**ACTIONS TO TAKE:**
a. Write out the passage on Pendeen, starting with "Pendeen Primary School" and going on through "field in Pendeen.".
b. Continue the passage on Pendeen from its final sentence.

**TEXT UNDER STUDY:**
◆ ◆ ◆ ◆ ◆

Below Pendeen Lighthouse can be found the wreck of The Liberty, although most of it has now been eroded away but the sea parts of the wreck are still visible at low tide on what locals call 'Liberty Rock' which is a favourite fishing spot.

Pendeen Primary School was one of the schools studied in the 1950s by Iona and Peter Opie.

==Cornish wrestling==
Cornish wrestling tournaments, for prizes, were held in the Jubilee field in Pendeen.

==Notable residents==
Reverend William Borlase, naturalist and antiquary, was born at Pendeen Manor. He was vicar of St Just for 40 years and rector of Ludgvan for 50. In honour of the Borlase family the local football team Pendeen Rovers AFC ground is called Borlase Park as a thank you to the Borlase family for selling the land that they have played on for many years for the sum of £1,000.

◆ ◆ ◆ ◆ ◆

**DATASET ENTRIES:**
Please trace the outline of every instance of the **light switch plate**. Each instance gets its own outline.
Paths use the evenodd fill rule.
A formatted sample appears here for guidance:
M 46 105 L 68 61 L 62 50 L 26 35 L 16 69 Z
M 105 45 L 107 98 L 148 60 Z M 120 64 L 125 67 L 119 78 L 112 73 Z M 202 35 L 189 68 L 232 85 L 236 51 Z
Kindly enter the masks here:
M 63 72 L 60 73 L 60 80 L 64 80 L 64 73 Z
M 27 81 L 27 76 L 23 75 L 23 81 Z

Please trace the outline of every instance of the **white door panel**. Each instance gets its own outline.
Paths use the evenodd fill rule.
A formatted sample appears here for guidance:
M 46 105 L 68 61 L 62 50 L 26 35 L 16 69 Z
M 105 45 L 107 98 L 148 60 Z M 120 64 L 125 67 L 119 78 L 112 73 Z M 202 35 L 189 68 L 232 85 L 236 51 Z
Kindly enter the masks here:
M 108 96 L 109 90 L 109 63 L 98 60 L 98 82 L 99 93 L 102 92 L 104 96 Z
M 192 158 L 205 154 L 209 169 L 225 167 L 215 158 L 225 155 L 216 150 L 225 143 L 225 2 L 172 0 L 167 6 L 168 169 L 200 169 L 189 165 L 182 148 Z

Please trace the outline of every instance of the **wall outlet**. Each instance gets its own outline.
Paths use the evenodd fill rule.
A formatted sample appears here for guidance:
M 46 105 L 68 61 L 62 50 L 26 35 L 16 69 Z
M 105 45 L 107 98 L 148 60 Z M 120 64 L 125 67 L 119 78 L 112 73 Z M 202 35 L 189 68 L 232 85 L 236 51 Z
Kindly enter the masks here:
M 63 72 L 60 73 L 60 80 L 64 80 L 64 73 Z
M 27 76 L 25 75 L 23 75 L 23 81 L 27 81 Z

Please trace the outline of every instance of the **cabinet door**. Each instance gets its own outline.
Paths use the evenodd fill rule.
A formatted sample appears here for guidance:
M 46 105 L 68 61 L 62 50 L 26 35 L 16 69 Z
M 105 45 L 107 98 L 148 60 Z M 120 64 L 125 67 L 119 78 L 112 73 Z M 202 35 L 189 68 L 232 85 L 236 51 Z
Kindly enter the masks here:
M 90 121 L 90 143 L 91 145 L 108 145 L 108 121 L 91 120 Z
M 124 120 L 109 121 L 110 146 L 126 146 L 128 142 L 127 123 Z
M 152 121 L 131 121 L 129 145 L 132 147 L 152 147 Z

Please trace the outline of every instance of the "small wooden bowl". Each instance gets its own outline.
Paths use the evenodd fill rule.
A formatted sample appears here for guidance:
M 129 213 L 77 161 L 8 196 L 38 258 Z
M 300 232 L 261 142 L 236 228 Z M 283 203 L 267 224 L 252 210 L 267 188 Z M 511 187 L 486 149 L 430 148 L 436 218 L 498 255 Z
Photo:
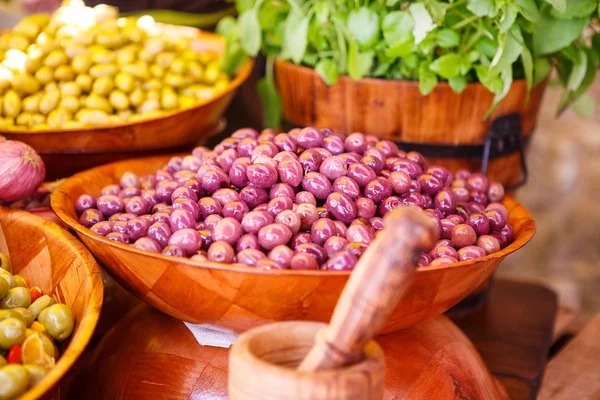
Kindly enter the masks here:
M 222 37 L 197 29 L 193 32 L 198 37 L 199 48 L 216 53 L 224 51 Z M 189 35 L 189 32 L 186 34 Z M 155 118 L 70 130 L 0 129 L 0 135 L 33 147 L 46 163 L 48 179 L 62 178 L 87 168 L 122 160 L 123 154 L 132 158 L 136 157 L 136 153 L 138 157 L 144 157 L 165 154 L 169 149 L 170 153 L 180 151 L 178 149 L 193 146 L 222 129 L 221 117 L 238 87 L 250 76 L 252 66 L 252 60 L 243 64 L 229 86 L 215 97 Z
M 0 207 L 0 251 L 9 254 L 14 274 L 67 304 L 75 317 L 75 330 L 61 345 L 56 366 L 20 397 L 37 399 L 57 389 L 90 341 L 102 307 L 102 278 L 94 257 L 81 242 L 58 225 L 25 211 Z
M 92 233 L 79 224 L 75 201 L 97 195 L 131 171 L 143 175 L 168 157 L 104 165 L 68 178 L 52 195 L 57 216 L 112 273 L 115 280 L 159 310 L 192 323 L 211 323 L 243 332 L 273 321 L 329 321 L 349 272 L 266 271 L 148 253 Z M 452 265 L 419 268 L 404 299 L 382 332 L 392 332 L 439 315 L 464 299 L 514 251 L 533 236 L 535 222 L 511 198 L 504 205 L 515 231 L 514 242 L 487 257 Z

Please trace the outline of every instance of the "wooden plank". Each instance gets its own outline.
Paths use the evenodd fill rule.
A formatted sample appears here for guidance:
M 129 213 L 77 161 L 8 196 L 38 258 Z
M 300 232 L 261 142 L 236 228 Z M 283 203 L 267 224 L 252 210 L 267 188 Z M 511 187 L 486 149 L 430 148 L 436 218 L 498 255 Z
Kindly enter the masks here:
M 546 367 L 540 400 L 600 398 L 600 315 Z

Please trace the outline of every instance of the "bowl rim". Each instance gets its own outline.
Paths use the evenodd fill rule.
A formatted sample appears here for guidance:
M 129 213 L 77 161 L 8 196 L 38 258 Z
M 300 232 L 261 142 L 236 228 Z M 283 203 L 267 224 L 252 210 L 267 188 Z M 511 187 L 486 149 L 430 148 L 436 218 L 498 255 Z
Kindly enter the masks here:
M 171 26 L 171 25 L 167 25 L 167 26 Z M 175 26 L 175 25 L 173 25 L 173 26 Z M 194 28 L 194 29 L 196 29 L 196 28 Z M 197 29 L 197 31 L 198 31 L 198 37 L 206 39 L 207 42 L 224 40 L 222 36 L 217 35 L 216 33 L 201 31 L 199 29 Z M 185 113 L 188 111 L 192 111 L 192 110 L 199 109 L 201 107 L 205 107 L 207 105 L 213 104 L 213 103 L 221 100 L 222 98 L 226 97 L 227 95 L 229 95 L 232 92 L 234 92 L 235 90 L 237 90 L 248 79 L 248 77 L 252 73 L 253 67 L 254 67 L 254 59 L 248 58 L 242 65 L 240 65 L 237 68 L 234 79 L 231 82 L 229 82 L 227 87 L 223 88 L 222 90 L 219 90 L 210 99 L 202 100 L 202 101 L 200 101 L 192 106 L 189 106 L 189 107 L 183 107 L 183 108 L 178 108 L 176 110 L 167 111 L 167 112 L 157 115 L 155 117 L 142 119 L 142 120 L 138 120 L 138 121 L 128 121 L 128 122 L 124 122 L 124 123 L 120 123 L 120 124 L 107 124 L 107 125 L 95 125 L 95 126 L 91 125 L 91 126 L 85 126 L 85 127 L 81 127 L 81 128 L 74 128 L 74 129 L 41 129 L 41 130 L 33 130 L 33 129 L 29 129 L 29 128 L 28 129 L 0 129 L 0 134 L 1 135 L 15 135 L 15 136 L 17 136 L 17 135 L 38 136 L 38 135 L 53 135 L 53 134 L 57 135 L 57 134 L 69 134 L 69 133 L 76 134 L 76 133 L 82 133 L 82 132 L 110 131 L 113 129 L 122 129 L 122 128 L 127 128 L 127 127 L 135 126 L 135 125 L 153 123 L 156 121 L 160 121 L 163 119 L 177 116 L 179 114 L 182 114 L 182 113 Z
M 51 236 L 56 240 L 63 242 L 71 248 L 73 253 L 88 253 L 90 262 L 82 262 L 82 264 L 87 271 L 87 279 L 90 281 L 90 287 L 92 289 L 98 288 L 98 290 L 91 290 L 89 302 L 84 308 L 85 318 L 78 321 L 78 324 L 76 325 L 77 332 L 81 335 L 78 337 L 77 342 L 73 341 L 73 338 L 75 337 L 73 336 L 64 353 L 61 354 L 57 360 L 54 368 L 52 368 L 40 382 L 19 397 L 19 399 L 37 399 L 58 385 L 60 380 L 65 377 L 79 357 L 83 355 L 87 345 L 90 343 L 98 324 L 100 311 L 104 302 L 104 284 L 102 282 L 100 267 L 95 258 L 85 245 L 70 232 L 61 228 L 54 222 L 48 221 L 27 211 L 0 206 L 0 213 L 6 215 L 14 214 L 16 216 L 15 218 L 22 223 L 37 225 L 39 229 L 44 230 L 44 235 L 46 237 Z
M 75 182 L 78 180 L 79 177 L 85 176 L 91 172 L 100 172 L 102 170 L 114 169 L 114 167 L 117 165 L 122 166 L 122 165 L 126 165 L 130 162 L 143 163 L 144 160 L 157 161 L 158 159 L 164 159 L 166 162 L 166 160 L 169 159 L 169 156 L 146 157 L 146 158 L 139 158 L 139 159 L 135 159 L 135 160 L 118 161 L 118 162 L 104 164 L 104 165 L 101 165 L 96 168 L 91 168 L 91 169 L 79 172 L 79 173 L 65 179 L 60 184 L 60 186 L 58 188 L 56 188 L 56 190 L 54 191 L 54 193 L 52 194 L 52 196 L 50 198 L 51 207 L 54 210 L 54 212 L 56 213 L 56 215 L 58 216 L 58 218 L 61 221 L 63 221 L 65 224 L 67 224 L 71 229 L 75 230 L 80 238 L 82 238 L 82 236 L 84 236 L 85 238 L 88 238 L 88 239 L 93 240 L 98 243 L 116 247 L 117 249 L 128 251 L 128 252 L 140 255 L 140 256 L 146 256 L 146 257 L 150 257 L 155 260 L 161 260 L 166 263 L 175 262 L 178 264 L 183 264 L 183 265 L 187 265 L 187 266 L 195 267 L 195 268 L 206 268 L 206 269 L 215 269 L 215 270 L 220 270 L 220 271 L 242 272 L 242 273 L 250 273 L 250 274 L 256 274 L 256 275 L 272 275 L 272 276 L 311 276 L 311 277 L 315 277 L 315 276 L 349 276 L 350 273 L 352 272 L 352 271 L 322 271 L 322 270 L 292 270 L 292 269 L 264 270 L 264 269 L 258 269 L 258 268 L 244 266 L 241 264 L 239 264 L 239 265 L 224 264 L 224 263 L 217 263 L 217 262 L 213 262 L 213 261 L 197 262 L 197 261 L 193 261 L 189 258 L 184 258 L 184 257 L 166 256 L 163 254 L 151 253 L 148 251 L 137 249 L 130 245 L 125 245 L 122 243 L 115 242 L 113 240 L 106 239 L 103 236 L 93 233 L 88 228 L 85 228 L 83 225 L 81 225 L 79 223 L 78 219 L 75 219 L 71 216 L 71 213 L 74 212 L 75 210 L 69 211 L 65 208 L 65 206 L 67 204 L 67 200 L 71 197 L 69 194 L 69 189 L 72 185 L 75 184 Z M 515 232 L 515 239 L 513 240 L 513 242 L 510 245 L 506 246 L 504 249 L 501 249 L 500 251 L 498 251 L 496 253 L 488 254 L 485 257 L 477 258 L 474 260 L 460 261 L 460 262 L 453 263 L 453 264 L 419 267 L 416 269 L 417 273 L 424 273 L 424 272 L 449 269 L 449 268 L 461 268 L 461 267 L 471 266 L 471 265 L 474 265 L 477 263 L 484 263 L 484 262 L 492 260 L 492 259 L 502 259 L 502 258 L 506 257 L 507 255 L 514 253 L 515 251 L 517 251 L 518 249 L 523 247 L 525 244 L 527 244 L 533 237 L 533 235 L 535 233 L 535 229 L 536 229 L 536 224 L 535 224 L 535 221 L 533 220 L 533 217 L 531 216 L 529 211 L 527 211 L 527 209 L 522 204 L 520 204 L 519 202 L 517 202 L 510 196 L 505 196 L 502 203 L 505 206 L 507 206 L 507 208 L 509 209 L 509 213 L 511 212 L 511 210 L 514 210 L 514 209 L 520 210 L 522 217 L 520 217 L 519 219 L 525 220 L 522 223 L 521 228 L 519 229 L 519 232 L 522 231 L 521 234 L 517 235 L 516 234 L 517 232 Z M 83 238 L 82 238 L 82 240 L 83 240 Z

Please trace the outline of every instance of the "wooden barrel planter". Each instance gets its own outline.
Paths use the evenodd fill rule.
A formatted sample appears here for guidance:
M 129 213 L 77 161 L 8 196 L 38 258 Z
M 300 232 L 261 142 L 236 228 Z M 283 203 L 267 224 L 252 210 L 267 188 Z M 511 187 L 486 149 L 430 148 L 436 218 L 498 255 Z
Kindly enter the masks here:
M 372 134 L 393 140 L 404 150 L 420 151 L 432 163 L 451 170 L 481 170 L 489 133 L 509 124 L 509 130 L 522 134 L 505 138 L 503 143 L 493 139 L 486 168 L 491 179 L 505 186 L 524 178 L 519 145 L 523 150 L 527 147 L 546 89 L 544 81 L 527 101 L 525 81 L 515 81 L 504 101 L 483 121 L 494 95 L 479 83 L 469 84 L 460 94 L 440 83 L 428 96 L 421 95 L 414 81 L 355 81 L 340 76 L 335 85 L 327 86 L 313 69 L 286 61 L 275 63 L 275 80 L 288 125 Z M 508 115 L 520 118 L 496 120 Z

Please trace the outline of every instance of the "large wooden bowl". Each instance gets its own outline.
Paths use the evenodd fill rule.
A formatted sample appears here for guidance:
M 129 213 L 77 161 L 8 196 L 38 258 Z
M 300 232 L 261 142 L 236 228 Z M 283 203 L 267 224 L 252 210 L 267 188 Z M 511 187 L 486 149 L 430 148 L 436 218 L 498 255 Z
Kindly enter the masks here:
M 58 390 L 58 382 L 90 341 L 102 306 L 102 278 L 94 257 L 81 242 L 58 225 L 25 211 L 0 207 L 0 251 L 9 254 L 14 274 L 67 304 L 75 317 L 75 330 L 61 345 L 56 366 L 20 398 L 37 399 Z
M 348 272 L 265 271 L 147 253 L 115 243 L 79 224 L 75 201 L 97 195 L 117 183 L 126 171 L 139 175 L 160 168 L 168 158 L 118 162 L 81 172 L 67 179 L 52 195 L 57 216 L 77 231 L 85 245 L 114 278 L 140 299 L 193 323 L 211 323 L 235 331 L 271 321 L 328 321 Z M 535 223 L 516 201 L 504 202 L 515 241 L 479 260 L 418 269 L 405 298 L 383 332 L 395 331 L 443 313 L 483 282 L 504 258 L 533 236 Z
M 193 32 L 198 36 L 198 48 L 224 51 L 220 36 L 196 29 Z M 132 158 L 173 153 L 222 130 L 221 117 L 238 87 L 250 76 L 252 65 L 252 60 L 243 64 L 230 85 L 215 97 L 155 118 L 70 130 L 0 129 L 0 135 L 33 147 L 46 163 L 48 179 L 122 160 L 124 155 Z

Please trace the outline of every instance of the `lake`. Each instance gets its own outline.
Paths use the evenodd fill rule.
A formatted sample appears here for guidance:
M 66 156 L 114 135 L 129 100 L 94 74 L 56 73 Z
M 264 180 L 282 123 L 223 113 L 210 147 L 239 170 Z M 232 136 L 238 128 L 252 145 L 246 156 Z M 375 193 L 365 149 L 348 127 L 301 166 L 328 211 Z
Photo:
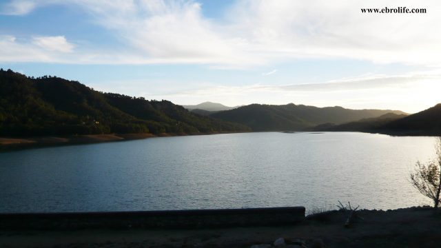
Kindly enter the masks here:
M 431 137 L 256 132 L 152 138 L 0 153 L 0 212 L 305 206 L 396 209 Z

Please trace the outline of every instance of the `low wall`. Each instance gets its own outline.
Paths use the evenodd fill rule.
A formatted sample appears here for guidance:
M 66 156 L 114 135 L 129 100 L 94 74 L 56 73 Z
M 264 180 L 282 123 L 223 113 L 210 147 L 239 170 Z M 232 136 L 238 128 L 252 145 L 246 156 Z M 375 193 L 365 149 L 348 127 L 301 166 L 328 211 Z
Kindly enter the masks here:
M 2 230 L 205 228 L 293 224 L 304 207 L 90 213 L 0 214 Z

◆ ◆ ◆ ◆ ◆

**RESPONSES FOR EACH TASK:**
a.
Pendeen Primary School was one of the schools studied in the 1950s by Iona and Peter Opie.

==Cornish wrestling==
Cornish wrestling tournaments, for prizes, were held in the Jubilee field in Pendeen.

b.
==Pendeen in the media==
In 2011, Overhill, a low-budget horror film, was shot in Pendeen with a cast made up largely of local people. Following a preview at the North Inn, the film was premiered in the East End Film Festival in June 2013.

In episode six of HBO's Westworld, Anthony Hopkins (Dr Ford) mentions that Pendeen, Cornwall was the 'only happy memory of [his] childhood'.

The local community radio station is Coast FM (formerly Penwith Radio), which broadcasts on 96.5 and 97.2 FM.